REQUIRED TASK: Put every line below into a JSON list of strings, one string per line, skipping any blank lines.
= = = = = = =
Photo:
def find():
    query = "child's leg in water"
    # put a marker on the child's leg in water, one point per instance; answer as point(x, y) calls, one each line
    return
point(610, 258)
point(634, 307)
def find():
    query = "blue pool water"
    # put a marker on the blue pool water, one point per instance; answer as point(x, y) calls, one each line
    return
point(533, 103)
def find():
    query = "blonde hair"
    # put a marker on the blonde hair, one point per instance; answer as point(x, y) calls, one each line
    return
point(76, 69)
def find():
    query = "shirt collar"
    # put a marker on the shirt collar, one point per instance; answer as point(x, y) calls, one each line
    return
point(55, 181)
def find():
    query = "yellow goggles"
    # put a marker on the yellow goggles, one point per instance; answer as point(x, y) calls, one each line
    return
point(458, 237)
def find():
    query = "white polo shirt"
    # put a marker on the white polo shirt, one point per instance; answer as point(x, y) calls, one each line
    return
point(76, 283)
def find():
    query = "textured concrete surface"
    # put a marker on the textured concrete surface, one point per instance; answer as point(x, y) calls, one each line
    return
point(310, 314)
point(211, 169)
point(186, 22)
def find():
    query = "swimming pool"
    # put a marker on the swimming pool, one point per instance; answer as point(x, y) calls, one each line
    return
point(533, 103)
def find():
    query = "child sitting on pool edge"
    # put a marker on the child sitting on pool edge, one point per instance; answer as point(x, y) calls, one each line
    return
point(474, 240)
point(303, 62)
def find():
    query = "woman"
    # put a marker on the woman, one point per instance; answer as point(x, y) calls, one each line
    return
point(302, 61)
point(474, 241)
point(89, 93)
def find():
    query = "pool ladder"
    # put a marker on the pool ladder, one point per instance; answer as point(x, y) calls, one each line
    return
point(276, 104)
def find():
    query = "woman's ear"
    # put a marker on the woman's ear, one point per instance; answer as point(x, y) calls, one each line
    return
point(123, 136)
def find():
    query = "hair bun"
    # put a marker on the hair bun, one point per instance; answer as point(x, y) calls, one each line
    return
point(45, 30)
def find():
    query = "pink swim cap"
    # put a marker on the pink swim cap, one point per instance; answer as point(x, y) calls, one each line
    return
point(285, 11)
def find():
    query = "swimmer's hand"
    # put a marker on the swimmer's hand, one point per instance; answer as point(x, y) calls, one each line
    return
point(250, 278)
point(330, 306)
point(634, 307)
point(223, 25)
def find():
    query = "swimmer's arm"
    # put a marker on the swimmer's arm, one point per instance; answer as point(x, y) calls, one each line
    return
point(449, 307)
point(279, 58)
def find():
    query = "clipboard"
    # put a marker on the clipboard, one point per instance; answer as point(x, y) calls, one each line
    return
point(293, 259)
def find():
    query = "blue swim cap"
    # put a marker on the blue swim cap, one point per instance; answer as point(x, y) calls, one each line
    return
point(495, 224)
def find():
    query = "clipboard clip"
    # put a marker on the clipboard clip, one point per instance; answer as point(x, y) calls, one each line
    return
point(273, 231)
= = = = = = =
THE ANSWER:
[
  "Photo:",
  "def find():",
  "    query = \"child's leg in water\"",
  "    # put a marker on the child's leg in water, one point per instance; answer as point(x, y) calls, one each line",
  "    return",
  "point(610, 258)",
  "point(634, 307)",
  "def find():",
  "    query = \"blue pool water\"",
  "    # put a marker on the blue pool water, one point per instance; answer as point(x, y) calls, one each line",
  "    return",
  "point(533, 103)",
  "def find():",
  "    query = \"blonde hair\"",
  "    # put a marker on the blonde hair, one point per instance; answer as point(x, y) calls, one each line",
  "    return",
  "point(76, 69)",
  "def find():",
  "    query = \"shirt collar\"",
  "    # put a marker on the shirt collar, one point per instance; answer as point(x, y) calls, one each line",
  "    return",
  "point(55, 181)",
  "def find():",
  "    query = \"yellow goggles\"",
  "    # put a marker on the yellow goggles, one point per instance; answer as point(x, y) calls, one each line",
  "    return",
  "point(458, 237)",
  "def find():",
  "    query = \"white polo shirt\"",
  "    # put a marker on the white polo shirt, one point per instance; answer as point(x, y) calls, one each line",
  "    return",
  "point(76, 283)",
  "def find():",
  "    query = \"textured concrete surface\"",
  "    # put a marker on the textured concrete surface, one point per instance; answer as point(x, y) calls, one each line",
  "    return",
  "point(310, 314)",
  "point(211, 169)",
  "point(186, 22)",
  "def find():",
  "    query = \"swimming pool\"",
  "    # put a marker on the swimming pool, one point per instance; answer as point(x, y) calls, one each line",
  "    return",
  "point(533, 103)",
  "def find():",
  "    query = \"child sitting on pool edge\"",
  "    # put a marker on the child sitting on pool edge, one point per instance; answer as point(x, y) calls, one each line",
  "    return",
  "point(474, 240)",
  "point(303, 62)",
  "def find():",
  "    query = \"woman\"",
  "    # put a marker on the woman, one point per instance; answer as point(x, y) calls, one each line",
  "    return",
  "point(302, 61)",
  "point(474, 241)",
  "point(89, 93)",
  "def find():",
  "    query = \"pool ladder\"",
  "    # put a marker on the pool ladder, one point per instance; answer as point(x, y) calls, one each line",
  "    return",
  "point(276, 104)",
  "def find():",
  "    query = \"woman's ear\"",
  "    # put a marker on the woman's ear, one point per instance; answer as point(x, y) calls, one each line",
  "    return",
  "point(123, 136)",
  "def find():",
  "    query = \"hair bun\"",
  "    # put a marker on the hair bun, one point per instance; answer as point(x, y) calls, one each line",
  "    return",
  "point(45, 30)",
  "def find():",
  "    query = \"pink swim cap\"",
  "    # put a marker on the pink swim cap, one point per instance; answer as point(x, y) calls, one each line",
  "    return",
  "point(285, 11)",
  "def find():",
  "    query = \"swimmer's hand\"",
  "    # put a marker on the swimmer's hand, one point per instance; answer as point(x, y) calls, one each line",
  "    return",
  "point(250, 278)",
  "point(330, 306)",
  "point(634, 307)",
  "point(223, 25)",
  "def find():",
  "    query = \"swimmer's arm\"",
  "    # put a marker on the swimmer's arm, one point per instance; answer as point(x, y) calls, one each line",
  "    return",
  "point(449, 307)",
  "point(279, 58)",
  "def find():",
  "    query = \"clipboard\"",
  "    # put a marker on the clipboard, one point per instance; answer as point(x, y) calls, one each line",
  "    return",
  "point(293, 259)",
  "def find():",
  "    query = \"blue swim cap\"",
  "    # put a marker on the blue swim cap, one point per instance; answer as point(x, y) calls, one each line",
  "    return",
  "point(495, 224)",
  "def find():",
  "    query = \"clipboard clip\"",
  "    # put a marker on the clipboard clip, one point per instance; answer as point(x, y) calls, one each line",
  "    return",
  "point(273, 231)"
]